*Exercise details:*
In your reply, write out the records exactly, each line intact.

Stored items
=== Begin Enclosure ===

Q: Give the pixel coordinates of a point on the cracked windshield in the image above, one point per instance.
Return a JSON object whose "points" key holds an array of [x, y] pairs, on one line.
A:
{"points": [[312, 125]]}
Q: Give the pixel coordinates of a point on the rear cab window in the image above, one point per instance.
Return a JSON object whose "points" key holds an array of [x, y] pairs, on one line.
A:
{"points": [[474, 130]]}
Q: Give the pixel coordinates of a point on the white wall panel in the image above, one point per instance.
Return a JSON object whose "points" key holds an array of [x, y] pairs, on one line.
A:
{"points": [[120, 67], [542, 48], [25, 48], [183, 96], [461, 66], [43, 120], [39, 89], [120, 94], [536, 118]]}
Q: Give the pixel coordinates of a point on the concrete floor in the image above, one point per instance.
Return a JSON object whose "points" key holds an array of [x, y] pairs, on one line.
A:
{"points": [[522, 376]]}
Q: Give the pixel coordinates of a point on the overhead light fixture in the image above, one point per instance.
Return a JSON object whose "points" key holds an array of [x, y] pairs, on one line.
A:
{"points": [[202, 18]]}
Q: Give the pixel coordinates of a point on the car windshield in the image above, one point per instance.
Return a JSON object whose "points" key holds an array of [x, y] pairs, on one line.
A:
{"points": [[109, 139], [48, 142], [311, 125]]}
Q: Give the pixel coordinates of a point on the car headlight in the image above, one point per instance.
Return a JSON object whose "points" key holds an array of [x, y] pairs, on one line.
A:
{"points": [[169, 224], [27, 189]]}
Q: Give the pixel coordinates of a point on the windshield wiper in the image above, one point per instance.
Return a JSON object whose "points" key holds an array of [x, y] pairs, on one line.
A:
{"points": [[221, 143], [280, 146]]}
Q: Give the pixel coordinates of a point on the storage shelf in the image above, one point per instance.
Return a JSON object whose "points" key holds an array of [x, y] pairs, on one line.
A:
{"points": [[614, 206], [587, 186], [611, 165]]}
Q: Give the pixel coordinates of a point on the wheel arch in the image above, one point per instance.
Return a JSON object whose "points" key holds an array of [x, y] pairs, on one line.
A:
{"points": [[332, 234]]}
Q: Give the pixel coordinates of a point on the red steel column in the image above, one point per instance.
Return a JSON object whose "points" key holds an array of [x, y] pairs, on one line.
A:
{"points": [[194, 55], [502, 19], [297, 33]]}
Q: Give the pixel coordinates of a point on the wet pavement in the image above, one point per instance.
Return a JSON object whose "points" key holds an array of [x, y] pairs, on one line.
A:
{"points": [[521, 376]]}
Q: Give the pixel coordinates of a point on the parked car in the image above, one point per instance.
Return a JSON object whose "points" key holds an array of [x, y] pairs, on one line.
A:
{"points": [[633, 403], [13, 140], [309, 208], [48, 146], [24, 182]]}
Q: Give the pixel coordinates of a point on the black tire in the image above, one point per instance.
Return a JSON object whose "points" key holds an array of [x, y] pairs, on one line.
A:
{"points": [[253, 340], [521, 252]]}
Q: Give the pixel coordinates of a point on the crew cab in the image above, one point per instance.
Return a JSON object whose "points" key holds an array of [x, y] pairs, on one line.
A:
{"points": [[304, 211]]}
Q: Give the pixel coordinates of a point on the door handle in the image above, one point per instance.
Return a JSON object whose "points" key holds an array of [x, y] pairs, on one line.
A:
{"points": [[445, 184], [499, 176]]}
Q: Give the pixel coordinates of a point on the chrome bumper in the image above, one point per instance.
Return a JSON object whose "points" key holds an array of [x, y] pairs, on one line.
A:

=== End Enclosure ===

*Solved problem:*
Q: Give the pixel coordinates of a point on the cracked windshield in the image above, one point per instance.
Return a JSON object whose "points" key holds an array of [x, y] pairs, on one line.
A:
{"points": [[312, 125]]}
Q: Give the pixel coordinates of a point on the rear cab window in the image above, one point per instance.
Return a JSON object whose "points" key holds an array of [x, y] pairs, on one line.
A:
{"points": [[474, 130]]}
Q: Give the pixel coordinates of a point on the white wall panel in the image above, one point per instance.
Return a JSON object whose "points" key holds an array of [x, y] pairs, on one line.
A:
{"points": [[120, 67], [542, 48], [25, 48], [183, 96], [461, 66], [43, 120], [39, 89], [120, 94], [536, 118]]}
Q: Give the pixel coordinates of a point on the concrete floor in the image above, one point per instance.
Return a JSON object whose "points" key holds an array of [x, y] pairs, on one line.
A:
{"points": [[522, 376]]}
Q: Give the pixel coordinates of a point on the overhead light fixture in the image above, one point per instance.
Return a JSON object whose "points" key holds an array of [x, y] pairs, on one line.
A:
{"points": [[202, 18]]}
Q: Give the pixel coordinates of a point on the car windshield in the image above, one point per instance.
Return a JSON object whose "points" key holds an array of [x, y] pairs, on one line.
A:
{"points": [[109, 139], [48, 142], [311, 125]]}
Q: Give the pixel coordinates of a point on the car headlight in the image above, one point per instance.
Return a JSON object whose "points" key holds an array of [x, y] pairs, on one line.
A:
{"points": [[169, 224], [27, 189]]}
Q: Give the pixel coordinates of a point on the windshield wiper in the image above, one point per instance.
Return a JSON object whose "points" key holds an array of [x, y] pairs, on one line.
A:
{"points": [[221, 143], [280, 146]]}
Q: Give the pixel coordinates of a point on the storage shelf in the image above, one point per instance.
Return a JSON object whose "points" key holds an array of [x, y] pairs, on one line.
A:
{"points": [[614, 206], [587, 186], [611, 165]]}
Q: Give the pixel coordinates of a point on the wheel arch in the image above, one point per instance.
Return a JSON object whose "points" key holds an array of [x, y] pairs, on one line.
A:
{"points": [[332, 234]]}
Q: Give the pixel coordinates of a point on the red steel column in the image above, one point per instance.
Return a JSON object whose "points" key holds an array of [x, y] pairs, on one line.
A:
{"points": [[194, 55], [502, 19], [297, 33]]}
Q: Give the pixel coordinates of a point on the wet pavement in the image above, one point per instance.
Return a JSON object whose "points" key holds an array of [x, y] pairs, on one line.
A:
{"points": [[521, 376]]}
Q: Give the pixel coordinates of a point on the parked car in the image above, one point per instance.
Return a JSON object whose "points" key holds an array of [x, y] pairs, on one line.
A:
{"points": [[633, 403], [13, 140], [309, 208], [48, 146], [24, 182]]}
Q: Give the pixel coordinates of a point on the black tire in the image above, one point per instance.
Return a JSON object whose "points" key holds an array of [x, y] pairs, on one line.
A:
{"points": [[253, 340], [521, 252]]}
Q: Give the pixel coordinates of a point on the crew cab in the image above, one point per instance.
Return a JSON object whose "points" key holds an array of [x, y] pairs, on one line.
A:
{"points": [[304, 211]]}
Q: Give the pixel coordinates of a point on the door handle in the image above, one point per instance.
Return a JSON object whose "points" key holds an array of [x, y] pairs, on one line.
A:
{"points": [[445, 184], [499, 176]]}
Q: Give the pixel coordinates of a point on the chrome bumper in the image above, one point per instance.
Return a JSON object whose "points" key holds an array of [x, y] pairs, on one line.
A:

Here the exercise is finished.